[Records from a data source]
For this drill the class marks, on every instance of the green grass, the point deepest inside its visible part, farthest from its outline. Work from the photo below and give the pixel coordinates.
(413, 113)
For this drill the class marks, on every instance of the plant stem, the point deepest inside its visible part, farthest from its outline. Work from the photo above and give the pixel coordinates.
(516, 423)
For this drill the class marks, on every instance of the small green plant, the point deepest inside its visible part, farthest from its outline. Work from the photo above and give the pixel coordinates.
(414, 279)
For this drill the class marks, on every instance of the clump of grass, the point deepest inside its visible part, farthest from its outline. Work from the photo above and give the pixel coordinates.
==
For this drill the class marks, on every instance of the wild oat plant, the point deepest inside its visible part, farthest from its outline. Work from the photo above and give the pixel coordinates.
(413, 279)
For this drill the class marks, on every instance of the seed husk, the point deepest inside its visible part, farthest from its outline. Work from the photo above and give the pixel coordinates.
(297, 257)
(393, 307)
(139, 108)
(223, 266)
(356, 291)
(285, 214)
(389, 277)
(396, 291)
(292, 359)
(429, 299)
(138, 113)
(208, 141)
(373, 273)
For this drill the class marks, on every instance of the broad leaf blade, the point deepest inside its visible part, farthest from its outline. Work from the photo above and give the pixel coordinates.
* * *
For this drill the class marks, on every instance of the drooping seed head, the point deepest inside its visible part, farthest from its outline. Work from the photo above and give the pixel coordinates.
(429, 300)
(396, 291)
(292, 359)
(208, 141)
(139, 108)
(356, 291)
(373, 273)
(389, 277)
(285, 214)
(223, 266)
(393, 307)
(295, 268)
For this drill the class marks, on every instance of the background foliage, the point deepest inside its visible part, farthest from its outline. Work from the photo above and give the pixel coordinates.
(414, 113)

_EXERCISE OBJECTIVE_. Among the entries above, find the line with "below and give the pixel coordinates." and the line with "of the clump"; give again exactly these two lines and all lines between them.

_RESULT OF THIS EXERCISE_.
For this drill the class marks, on every instance of the green grass, the point deepest inside its visible part, farthest from its outline. Work from the photo below and give the pixel coordinates.
(413, 113)
For this drill the class marks, on every instance of the plant stem, the point deepest inside its visible part, farthest from its outline. Work from the photo above and give the pixel coordinates.
(516, 423)
For this drill the class marks, on every instance of the small green plant, the point deepest inside its visible part, farthest from its outline. Work from the photo above and give the pixel coordinates.
(414, 279)
For this drill the class marks, on every instance of the clump of grass, the point deepest inside its visible part, farthest from its outline. Work from the photo above and give the pixel coordinates.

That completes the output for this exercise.